▶ **Given data**
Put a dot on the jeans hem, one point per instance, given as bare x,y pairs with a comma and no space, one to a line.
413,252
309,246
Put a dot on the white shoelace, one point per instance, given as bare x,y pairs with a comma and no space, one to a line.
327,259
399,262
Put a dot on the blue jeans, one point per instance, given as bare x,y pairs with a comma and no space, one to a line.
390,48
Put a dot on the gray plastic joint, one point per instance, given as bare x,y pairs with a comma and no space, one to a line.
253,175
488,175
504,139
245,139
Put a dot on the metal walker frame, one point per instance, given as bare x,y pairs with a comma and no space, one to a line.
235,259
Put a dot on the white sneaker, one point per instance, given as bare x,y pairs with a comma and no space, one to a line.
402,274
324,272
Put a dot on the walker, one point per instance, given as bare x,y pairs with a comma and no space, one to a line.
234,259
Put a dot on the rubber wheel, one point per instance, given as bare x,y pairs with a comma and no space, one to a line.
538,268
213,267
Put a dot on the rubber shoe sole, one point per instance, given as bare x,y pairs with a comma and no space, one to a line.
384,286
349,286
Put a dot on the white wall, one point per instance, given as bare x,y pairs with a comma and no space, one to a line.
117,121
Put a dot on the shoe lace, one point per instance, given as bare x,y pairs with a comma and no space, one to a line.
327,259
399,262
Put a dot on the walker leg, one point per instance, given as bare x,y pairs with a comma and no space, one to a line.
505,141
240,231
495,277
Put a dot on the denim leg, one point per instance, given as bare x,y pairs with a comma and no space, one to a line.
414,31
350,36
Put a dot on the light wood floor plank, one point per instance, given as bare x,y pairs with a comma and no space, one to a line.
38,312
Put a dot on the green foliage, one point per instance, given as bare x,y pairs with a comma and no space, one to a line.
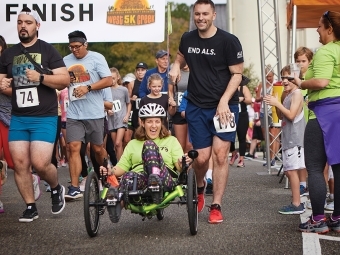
254,80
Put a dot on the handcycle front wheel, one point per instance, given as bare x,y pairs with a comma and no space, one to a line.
192,201
91,207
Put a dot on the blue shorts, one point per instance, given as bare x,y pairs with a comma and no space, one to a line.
201,126
24,128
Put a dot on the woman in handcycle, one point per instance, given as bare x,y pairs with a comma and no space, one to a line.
154,155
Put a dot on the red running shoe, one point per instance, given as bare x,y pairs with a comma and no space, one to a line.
215,214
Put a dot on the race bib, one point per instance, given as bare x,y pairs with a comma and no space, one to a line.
130,116
27,97
179,98
230,127
117,106
72,95
66,104
137,103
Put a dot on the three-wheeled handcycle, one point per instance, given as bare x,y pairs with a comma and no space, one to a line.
148,202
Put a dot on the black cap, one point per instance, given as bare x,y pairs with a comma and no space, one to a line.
142,65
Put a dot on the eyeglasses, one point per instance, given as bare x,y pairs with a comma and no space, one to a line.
76,47
327,17
287,77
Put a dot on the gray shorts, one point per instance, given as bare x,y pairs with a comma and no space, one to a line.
85,131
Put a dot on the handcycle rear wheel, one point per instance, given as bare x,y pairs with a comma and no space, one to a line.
91,207
192,201
160,214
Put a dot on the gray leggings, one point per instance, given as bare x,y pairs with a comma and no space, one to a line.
315,158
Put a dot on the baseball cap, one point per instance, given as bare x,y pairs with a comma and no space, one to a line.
129,77
161,53
142,65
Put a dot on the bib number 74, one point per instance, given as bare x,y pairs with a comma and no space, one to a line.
230,127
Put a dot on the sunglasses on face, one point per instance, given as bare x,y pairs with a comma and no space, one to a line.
76,47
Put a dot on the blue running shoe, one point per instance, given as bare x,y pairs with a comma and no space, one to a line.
73,194
209,188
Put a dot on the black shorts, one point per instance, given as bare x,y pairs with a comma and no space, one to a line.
177,119
257,133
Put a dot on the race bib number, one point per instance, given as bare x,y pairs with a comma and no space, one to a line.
72,95
66,104
137,103
230,127
117,106
27,97
179,98
130,116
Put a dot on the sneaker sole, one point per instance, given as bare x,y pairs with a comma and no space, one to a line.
28,220
294,212
314,231
62,208
215,221
69,198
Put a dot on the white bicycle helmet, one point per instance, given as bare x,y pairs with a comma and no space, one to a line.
151,110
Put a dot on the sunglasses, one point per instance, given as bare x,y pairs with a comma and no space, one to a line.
327,17
287,77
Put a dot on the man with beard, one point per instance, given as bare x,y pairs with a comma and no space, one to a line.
162,61
215,60
33,124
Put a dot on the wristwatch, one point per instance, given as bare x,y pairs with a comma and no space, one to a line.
41,77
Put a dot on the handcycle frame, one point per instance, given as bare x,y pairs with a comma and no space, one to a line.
95,202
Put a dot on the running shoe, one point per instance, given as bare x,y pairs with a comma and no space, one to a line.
73,193
272,163
303,191
292,209
209,188
36,188
234,156
215,214
82,184
241,164
29,215
200,197
333,224
248,155
1,207
329,206
58,200
312,226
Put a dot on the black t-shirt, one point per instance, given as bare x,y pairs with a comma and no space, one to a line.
31,98
209,60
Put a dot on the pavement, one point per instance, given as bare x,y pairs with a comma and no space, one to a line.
252,224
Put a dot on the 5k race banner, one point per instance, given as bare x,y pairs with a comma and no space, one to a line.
100,20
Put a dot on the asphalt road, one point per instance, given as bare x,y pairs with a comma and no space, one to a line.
251,224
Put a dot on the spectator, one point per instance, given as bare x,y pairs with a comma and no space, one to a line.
162,61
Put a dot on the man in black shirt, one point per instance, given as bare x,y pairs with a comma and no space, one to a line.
215,60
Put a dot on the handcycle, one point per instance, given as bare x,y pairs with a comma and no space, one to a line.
148,203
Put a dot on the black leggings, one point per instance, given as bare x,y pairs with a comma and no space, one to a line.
241,130
315,158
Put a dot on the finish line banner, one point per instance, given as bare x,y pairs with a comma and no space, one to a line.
101,21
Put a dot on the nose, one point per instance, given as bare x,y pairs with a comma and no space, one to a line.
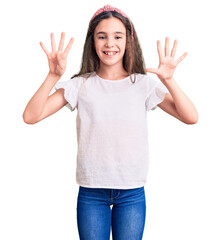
109,43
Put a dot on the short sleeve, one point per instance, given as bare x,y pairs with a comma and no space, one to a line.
156,94
71,88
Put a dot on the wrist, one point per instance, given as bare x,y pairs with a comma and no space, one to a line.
53,77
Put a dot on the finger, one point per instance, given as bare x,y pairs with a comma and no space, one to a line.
167,49
53,45
68,48
173,52
44,48
152,70
61,44
182,57
159,49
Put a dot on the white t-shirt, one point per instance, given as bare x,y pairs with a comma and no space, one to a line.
111,126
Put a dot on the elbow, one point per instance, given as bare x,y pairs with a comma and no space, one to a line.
28,120
193,120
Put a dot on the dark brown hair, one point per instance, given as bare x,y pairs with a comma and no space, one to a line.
133,61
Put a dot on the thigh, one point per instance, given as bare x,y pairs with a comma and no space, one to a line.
128,215
93,214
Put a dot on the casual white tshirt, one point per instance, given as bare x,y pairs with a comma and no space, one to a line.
112,132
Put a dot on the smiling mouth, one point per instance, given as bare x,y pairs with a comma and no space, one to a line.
110,53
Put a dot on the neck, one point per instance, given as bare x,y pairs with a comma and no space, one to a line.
112,72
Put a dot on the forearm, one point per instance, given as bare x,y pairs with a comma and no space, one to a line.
184,107
37,103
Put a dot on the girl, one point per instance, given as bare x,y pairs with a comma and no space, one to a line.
112,94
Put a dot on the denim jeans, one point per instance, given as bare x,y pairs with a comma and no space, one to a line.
102,210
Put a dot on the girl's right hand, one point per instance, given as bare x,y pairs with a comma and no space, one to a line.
57,59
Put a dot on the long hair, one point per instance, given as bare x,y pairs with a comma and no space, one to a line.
133,61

▶ **Exercise directions**
Quote the material above verbatim from start to finish, leaving out the pictures.

▶ **Finished answer**
Put a dot on the jeans hem, one point per instance, given as bare x,y pairs with a comma and no space, one to a line.
413,252
309,246
Put a dot on the white shoelace, one point per instance, given as bare x,y pairs with a comma and no space, one to a line.
327,259
399,262
Put a dot on the blue jeans, one point per instance, given as bare x,y pairs with a comma and no space, one to a line.
390,48
Put a dot on the gray plastic joint, one point per instance, given as bare x,y pairs with a comma and no space, one to a line.
253,175
488,175
504,139
245,139
Put a dot on the metal walker frame, one point per instance, given as bare x,y pairs with a comma and no space, one to a line.
235,259
Put a dot on the white sneaker, one point per instance, given as bare x,y pairs with a comma and no space, one to a line.
402,274
324,272
Put a dot on the walker, one point per instance, given as bare x,y pairs with a comma and no space, one to a line.
234,259
Put a dot on the rubber wheel, one point per instance, given as bare x,y pairs with a comma and no space, one to a line.
538,268
213,267
Put a dot on the rubber shoe sole, one point per instance, given as bare x,y pairs with a comma and no space, one to a line.
384,286
349,286
Put a dot on the white wall, one point per instance, given as bare x,y pairs with a comma and no space, one to a line.
117,121
Put a dot on the shoe lace, one point per instance, given as bare x,y pairs with a comma and no space, one to a line.
327,259
399,262
Put a dot on the walker leg, one point per instance, given as bare x,y pairs with a comma and no space, one to a line.
505,141
240,231
495,277
Put a dot on the denim leg, one point per instance, given as bare x,y pairs with a comma and no space, one to a line.
414,31
350,36
Put a dot on the light wood floor plank, one point per instance, given as bare x,y pairs with a comma and no space, one to a line.
38,312
Put a dot on the green foliage, one point per instance, given as bare x,y pairs with a comma and no space, one to a line.
254,80
Put a dot on the handcycle front wheel, one point per instance, given as bare x,y pairs with a comma and no space, one to a line.
192,201
91,207
Put a dot on the blue shorts, one point per instance, given as bare x,y pairs with a comma and no space, one to a line.
201,126
24,128
Put a dot on the woman in handcycle, one point per instance, given as bare x,y pairs with a comma and no space, one to a line.
154,155
Put a dot on the red running shoe, one point per instance, given as bare x,y pairs with a comma and no space, one to a line.
215,214
Put a dot on the race bib, one point per instance, given as bare x,y pairs with a comma and no space, one to a line.
130,116
27,97
179,98
230,127
117,106
72,95
66,104
137,103
Put a dot on the three-wheeled handcycle, one point per instance, given as bare x,y pairs with a comma and no space, one to a line.
148,202
Put a dot on the black cap, one point per instance, given as bare x,y pairs with a comma and no space, one to a line.
142,65
Put a dot on the eyeglasses, one point per instance, given as bare x,y pairs with a comma and no space, one to a line.
76,47
327,17
287,77
Put a dot on the gray shorts, one point per instance, given as bare x,y pairs with a comma and no space, one to a line.
85,131
Put a dot on the handcycle rear wheel, one point per instance, given as bare x,y pairs with a comma and no space, one to a line.
91,207
192,201
160,214
Put a dot on the gray leggings, one point per instance, given as bare x,y pairs with a comma and no space, one to a line.
315,158
Put a dot on the baseball cap, one point per instance, given as bare x,y pairs with a comma and no space, one to a line.
129,77
161,53
142,65
Put a dot on the bib number 74, one point per instance, given as bare x,y pairs with a comma and no space, one to a line.
230,127
Put a dot on the sunglasses on face, one point per instance, given as bare x,y pairs with a comma and no space, one to a line.
76,47
Put a dot on the blue running shoe, one point per instance, given as bare x,y pairs with a comma and no space, one to a line.
73,194
209,188
Put a dot on the black shorts, one point per instance, given as bare x,y pairs with a comma and no space, one to a line.
177,119
257,133
Put a dot on the race bib number, one point per instance, given as bare x,y pairs with a comma and no space, one to a line.
72,95
66,104
137,103
230,127
117,106
27,97
179,98
130,116
Put a dot on the sneaker sole, one point per instance, given as bare x,y pairs with a comma and no space, one to a line.
28,220
294,212
314,231
62,208
215,221
69,198
Put a dot on the white bicycle helmet, one point per instance, given as bare x,y pairs with a comma and no space, one to a line.
151,110
Put a dot on the sunglasses, one point per instance, given as bare x,y pairs with a comma and no space, one to a line.
327,17
287,77
Put a dot on the man with beard, one point per instance, given as bare x,y pairs with a comma and no space, one to a line.
162,61
215,60
33,124
Put a dot on the wristwatch, one point per instance, given as bare x,y pairs with a comma and no space, one to a line.
41,77
Put a dot on the handcycle frame, one point per instance, given as bare x,y pairs with a comma and no space, one to a line.
95,202
Put a dot on the running shoe, one point per instance, given as bare x,y pairs with a comma and no space, one to a line.
73,193
272,163
303,191
292,209
209,188
36,188
234,156
215,214
82,184
241,164
29,215
200,197
333,224
248,155
1,207
329,206
58,200
312,226
Put a dot on the black t-shirt, one point per instance, given as bare x,y pairs with a comma and no space, one to a line.
31,98
209,60
Put a dot on the pavement, one point per instance, given as bare x,y pairs with a comma and no space, one to a line.
252,224
Put a dot on the 5k race banner, one point per instance, given as bare x,y pairs with a comma and no space, one to a line.
100,20
Put a dot on the asphalt road, one point per instance, given as bare x,y pairs with a comma and no space, one to a line.
251,224
Put a dot on the spectator, one point per instance, given as bare x,y pairs with a comma and no space, one to a line.
162,61
Put a dot on the man in black shirt, one point per instance, given as bare x,y pairs with a comma and no space, one to a line.
215,60
Put a dot on the handcycle, one point per instance, given as bare x,y pairs with a comma and no space, one to a line.
148,203
Put a dot on the black leggings, one point per instance, given as bare x,y pairs with a comma and no space, one to a line.
241,130
315,158
Put a dot on the finish line banner, one point per instance, given as bare x,y pairs with a comma and no space, one to a line.
101,21
Put a dot on the nose, one point per instance, given as bare x,y pairs with a comma and no space, one to a line.
109,43
Put a dot on the short sleeve, one point per instance, given as bare x,y pairs with a comma and no space, one to a line.
156,94
71,88
Put a dot on the wrist, one point per instance, given as bare x,y pairs with a comma and no space, one to a line.
53,77
Put a dot on the finger, one point per instance, given as bare x,y pairs with a comma and no space, one to a line.
167,49
53,45
68,48
173,52
44,48
152,70
61,44
182,57
159,49
Put a dot on the white t-shirt, one point per instance, given as bare x,y pairs with a comma and no space, one to a line.
111,126
Put a dot on the elbow, one point per instance, given as bare x,y pairs with a comma and no space, one to a line.
28,120
193,120
Put a dot on the dark brown hair, one point per instance, given as bare x,y pairs with a comma and no space, one to a line.
133,61
Put a dot on the thigh, one point per instance, given as bare x,y pairs with a comma and no space, one to a line.
128,215
93,214
Put a dot on the casual white tshirt, one point per instance, given as bare x,y pairs with a comma and no space, one to a line.
112,132
Put a dot on the smiling mouth, one point per instance, given as bare x,y pairs with a comma and no space, one to a line.
110,53
Put a dot on the neck, one point per instance, given as bare x,y pairs with a comma and no space, one to a line.
112,72
Put a dot on the forearm, one point per instance, given as bare x,y pairs with a comma and no space, one to a line.
184,107
37,103
Put a dot on the girl, one point per instance, given as bare x,y pairs with a comma and no space, one to a line.
112,94
Put a dot on the denim jeans, one point per instance, given as bare x,y pairs with a comma and no space, one to a line.
102,210
Put a dot on the girl's right hand, one point per instance, given as bare x,y pairs with a comma and no space, one to a line.
57,59
Put a dot on the long hair, one point per instance, given as bare x,y pairs with a comma and no space, one to a line.
133,61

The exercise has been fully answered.